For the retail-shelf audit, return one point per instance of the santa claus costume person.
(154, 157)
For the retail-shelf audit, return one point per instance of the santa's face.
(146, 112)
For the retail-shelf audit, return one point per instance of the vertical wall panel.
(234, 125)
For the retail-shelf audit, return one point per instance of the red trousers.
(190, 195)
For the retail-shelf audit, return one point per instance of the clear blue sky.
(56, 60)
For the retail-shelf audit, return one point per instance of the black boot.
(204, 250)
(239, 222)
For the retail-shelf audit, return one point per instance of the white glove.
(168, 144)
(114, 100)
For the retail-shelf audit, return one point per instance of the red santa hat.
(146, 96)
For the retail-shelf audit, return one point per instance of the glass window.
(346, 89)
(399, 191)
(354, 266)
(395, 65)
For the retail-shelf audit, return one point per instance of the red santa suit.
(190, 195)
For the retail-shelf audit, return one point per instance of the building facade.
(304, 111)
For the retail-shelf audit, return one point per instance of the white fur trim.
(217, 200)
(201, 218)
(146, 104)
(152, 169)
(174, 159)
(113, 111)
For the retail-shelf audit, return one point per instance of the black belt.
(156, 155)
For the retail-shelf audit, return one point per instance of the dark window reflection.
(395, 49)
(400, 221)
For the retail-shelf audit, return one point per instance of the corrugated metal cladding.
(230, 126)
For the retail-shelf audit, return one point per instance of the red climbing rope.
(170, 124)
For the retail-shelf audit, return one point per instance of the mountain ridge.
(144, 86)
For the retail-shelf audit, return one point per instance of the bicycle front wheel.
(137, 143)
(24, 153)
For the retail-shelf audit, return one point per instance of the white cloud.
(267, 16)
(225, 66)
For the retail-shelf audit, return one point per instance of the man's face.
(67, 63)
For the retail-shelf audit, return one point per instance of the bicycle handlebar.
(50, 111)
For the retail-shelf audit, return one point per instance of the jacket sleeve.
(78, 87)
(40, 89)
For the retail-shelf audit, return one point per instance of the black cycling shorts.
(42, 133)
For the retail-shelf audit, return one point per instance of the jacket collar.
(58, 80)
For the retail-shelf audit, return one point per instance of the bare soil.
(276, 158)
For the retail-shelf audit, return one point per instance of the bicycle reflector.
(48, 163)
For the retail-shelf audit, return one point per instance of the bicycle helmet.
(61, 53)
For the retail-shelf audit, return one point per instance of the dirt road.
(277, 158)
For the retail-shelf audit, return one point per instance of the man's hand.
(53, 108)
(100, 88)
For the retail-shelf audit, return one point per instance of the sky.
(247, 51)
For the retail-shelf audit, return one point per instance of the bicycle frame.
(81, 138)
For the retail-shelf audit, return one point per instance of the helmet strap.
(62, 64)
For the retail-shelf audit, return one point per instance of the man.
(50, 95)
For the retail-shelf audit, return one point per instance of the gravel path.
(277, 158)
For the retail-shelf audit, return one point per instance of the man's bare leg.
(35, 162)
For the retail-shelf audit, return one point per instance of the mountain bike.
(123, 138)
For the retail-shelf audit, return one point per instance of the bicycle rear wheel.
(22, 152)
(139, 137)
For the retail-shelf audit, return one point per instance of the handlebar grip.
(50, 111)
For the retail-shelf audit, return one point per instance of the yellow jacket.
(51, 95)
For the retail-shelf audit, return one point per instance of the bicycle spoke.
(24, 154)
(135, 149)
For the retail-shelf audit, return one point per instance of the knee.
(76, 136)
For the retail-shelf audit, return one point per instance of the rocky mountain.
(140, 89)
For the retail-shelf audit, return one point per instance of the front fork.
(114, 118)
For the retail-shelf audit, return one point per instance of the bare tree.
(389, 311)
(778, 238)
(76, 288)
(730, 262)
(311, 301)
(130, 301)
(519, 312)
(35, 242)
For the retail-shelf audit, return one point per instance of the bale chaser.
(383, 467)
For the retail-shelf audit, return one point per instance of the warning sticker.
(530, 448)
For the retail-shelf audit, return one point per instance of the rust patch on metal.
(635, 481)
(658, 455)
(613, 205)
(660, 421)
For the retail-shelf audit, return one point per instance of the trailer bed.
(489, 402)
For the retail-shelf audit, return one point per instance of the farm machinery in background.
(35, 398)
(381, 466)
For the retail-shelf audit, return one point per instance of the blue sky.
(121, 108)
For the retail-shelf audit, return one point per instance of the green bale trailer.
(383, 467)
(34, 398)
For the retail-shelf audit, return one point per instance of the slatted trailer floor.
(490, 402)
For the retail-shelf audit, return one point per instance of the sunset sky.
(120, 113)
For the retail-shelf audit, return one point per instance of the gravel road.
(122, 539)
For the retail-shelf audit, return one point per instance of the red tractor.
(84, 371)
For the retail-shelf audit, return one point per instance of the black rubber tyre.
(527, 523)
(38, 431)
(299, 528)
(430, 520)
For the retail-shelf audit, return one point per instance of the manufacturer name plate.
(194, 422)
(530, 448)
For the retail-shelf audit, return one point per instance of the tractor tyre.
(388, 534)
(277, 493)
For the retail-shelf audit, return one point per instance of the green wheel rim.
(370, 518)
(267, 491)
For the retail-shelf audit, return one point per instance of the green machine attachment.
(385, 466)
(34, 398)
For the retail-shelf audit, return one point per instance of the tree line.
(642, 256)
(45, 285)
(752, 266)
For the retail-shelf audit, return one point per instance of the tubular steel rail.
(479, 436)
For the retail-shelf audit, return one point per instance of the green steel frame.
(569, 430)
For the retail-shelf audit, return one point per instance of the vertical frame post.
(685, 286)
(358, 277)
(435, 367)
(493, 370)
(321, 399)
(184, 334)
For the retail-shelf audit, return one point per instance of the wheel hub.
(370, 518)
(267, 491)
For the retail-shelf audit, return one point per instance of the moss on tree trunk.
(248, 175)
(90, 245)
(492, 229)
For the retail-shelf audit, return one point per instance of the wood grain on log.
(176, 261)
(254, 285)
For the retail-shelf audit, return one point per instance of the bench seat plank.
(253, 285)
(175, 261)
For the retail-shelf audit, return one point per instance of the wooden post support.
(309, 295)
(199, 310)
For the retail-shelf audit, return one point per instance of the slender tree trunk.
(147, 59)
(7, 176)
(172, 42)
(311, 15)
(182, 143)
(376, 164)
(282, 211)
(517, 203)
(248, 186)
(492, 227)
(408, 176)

------------

### EXERCISE:
Write out again the part of the items that opens with the line containing "the sunset sky." and closes with the last line of the items, keeping every request line, and scale each answer coordinate by 0.65, rounding to whole numbers with halves rounded up.

### REPLY TO THE TASK:
For the retail-shelf audit, return one point per instance of the sunset sky.
(78, 73)
For the retail-shelf audit, return one point per instance of the gravel road.
(79, 350)
For the retail-shelf audit, return one point per instance of the red tractor.
(55, 241)
For the retail-shelf audit, return one point per instance of the black rubber tyre.
(343, 340)
(25, 280)
(194, 343)
(280, 338)
For the retail-shelf audit, return one point per instance of the manufacturer name plate.
(126, 274)
(345, 291)
For the retail-shelf audit, return one point per instance of the tractor tyre.
(252, 347)
(180, 320)
For the retail-shelf audit, return one point per instance of the green wheel rim.
(241, 337)
(174, 319)
For the retail-shelf audit, return one point per instance of the green machine attachment.
(250, 303)
(22, 259)
For the retail-shelf audit, return one point per instance of the tree line.
(417, 166)
(29, 185)
(489, 173)
For the retail-shelf audit, return one point per instance of the tubular steel rail.
(311, 283)
For the retail-shelf audit, return one point per instance of the green steel frame.
(370, 280)
For the retail-shelf audit, return one point per instance of the vertical frame post.
(445, 186)
(233, 180)
(283, 239)
(320, 241)
(209, 259)
(120, 217)
For the retail-shelf audit, return one point per instance of the wheel hub.
(241, 337)
(174, 319)
For the retail-shelf audit, return one point per instance of the moss on tree trunk.
(161, 114)
(59, 159)
(320, 149)
For the retail-shelf audit, return one point per instance of the wood grain on log.
(114, 170)
(165, 185)
For the retail-shelf audit, return one point per instance of the bench seat plank.
(164, 185)
(114, 170)
For the retail-shelf audit, return one point per instance of the wooden post support.
(201, 192)
(129, 202)
For the retail-shelf audit, return one point per instance of the slender tree trunk.
(96, 38)
(5, 114)
(112, 27)
(202, 10)
(118, 93)
(244, 107)
(183, 137)
(336, 132)
(161, 121)
(320, 148)
(265, 114)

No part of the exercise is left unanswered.